Nun komme ich aber wirklich zu den zwei Perspektiven: Wir erleben Ich-Erzähler Ed in der Gegenwart und blicken mit ihm zurück in seine Kindheit. Nämlich als der 12-jährige Junge gemeinsam mit seiner (fast) vollständigen Clique eine Leiche fand. Zerstückelt. In einem Wald. Wer jetzt glaubt, wir erleben hier einen blutigen Horrorroman, den kann ich etwas beruhigen: Ja, es wird Blut fließen und auch weitere Körperteile bleiben nicht da, wo sie sein sollten, aber C. J. Tudor verzichtet auf ausführliche und detaillierte Beschreibungen. (Mehr dazu aber im Schreibstil).

Mir haben die beiden Handlungsstränge sehr gut gefallen, weil sie gekonnt miteinander verwoben sind. Es wurde nicht nur Spannung aufgebaut, indem die Autorin zwischen den beiden Handlungssträngen variierte, sondern die beiden Handlungsstränge ergänzten sich auch. Das Tolle ist, wir entdecken Der Kreidemann Stück für Stück und zum Schluss passen beinahe alle Puzzleteile zusammen und es wird dennoch nicht unrealistisch.

Kommen wir nun zu unseren Charakteren: Durch die beiden Handlungsstränge werden diese sehr gut eingeführt und beschrieben. Ich-Erzähler Eddie nimmt uns im Kindheits-Handlungsstrang mit in seine Welt. Er beschreibt beispielsweise für ihn wichtige Menschen wie beispielsweise seine Eltern oder seine Clique, aber nicht unbedingt, wie er emotional zu ihnen steht, sondern welche Handlungen sie kennzeichnen und wie er diese Handlungen deutet. Und schon durch das Beschreiben der Handlungen können wir Rückschlüsse auf die Charaktere ziehen.
- - - -
● **Aufgaben**
• a. Prüfe, ob die folgenden Aussagen mit der Rezension zu „Der Kreidemann“ übereinstimmen, und belege jede Entscheidung mit dem wörtlichen Zitat: (i) Der Ich-Erzähler findet als Zwölfjähriger gemeinsam mit seiner Clique eine Leiche. (ii) C. J. Tudor beschreibt die blutigen Szenen ausführlich und detailliert. (iii) Eddie schildert vor allem, wie er emotional zu seinen Eltern und seiner Clique steht.
• b. Schreibe die Rezension zu „Der Kreidemann“ im Anschluss an ihren letzten Satz weiter.

● **Erfasste Daten**
- - - -
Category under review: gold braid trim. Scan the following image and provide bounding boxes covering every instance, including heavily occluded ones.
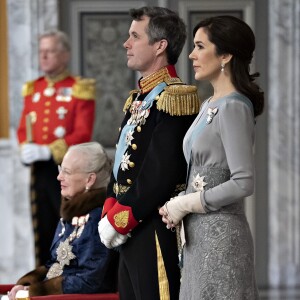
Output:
- - - -
● **Erwartete Antworten**
• a.
(i) Ja: „als der 12-jährige Junge gemeinsam mit seiner (fast) vollständigen Clique eine Leiche fand“
(ii) Nein: „aber C. J. Tudor verzichtet auf ausführliche und detaillierte Beschreibungen“
(iii) Nein: „aber nicht unbedingt, wie er emotional zu ihnen steht, sondern welche Handlungen sie kennzeichnen und wie er diese Handlungen deutet“

• b.
Eddies wichtigste Bezugspersonen sind seine Clique bestehend aus Fat Gave, Eddies bestem Freund, Metal Mickey, wegen seiner großen Zahnspange, Hoppo und - dem Mädchen - Nickey. C. J. Tudor hat die unterschiedlichen Charaktere hier sehr gut herausgearbeitet: Nickey ist nicht etwa ein typisches Mädchen, welches mit Puppen spielt und sich kaum in der Natur aufhält, sondern eher eine Amazone. Sie ist schlagfertig und schreckt nicht vor einer Prügelei zurück, weiß aber auch, wo ihre Grenzen sind.

Fat Gave ist der Anführer der Clique. Er gibt den Ton an. Freundschaft ist ihm aber besonders wichtig. So sagt er einmal zu Eddie, dass Freunde das Wichtigste seien und man für sie da sein soll.
Lange weicht ihm Metal Mickey nicht von der Seite. Eddie und Hoppo bilden die Schlusslichter. Sie sind treu, erheben aber keine Ansprüche aus dem Schatten der Anderen zu treten.

Spannung
Der Spannungsbogen war durch die beiden Handlungsstränge sehr gut aufgebaut. Gleich zu Beginn der Geschichte erfahren wir, dass es eine Tote gibt, sodass die Frage aufkommt, wer es sein wird und ob oder wie die Clique in den Mordfall verstrickt ist.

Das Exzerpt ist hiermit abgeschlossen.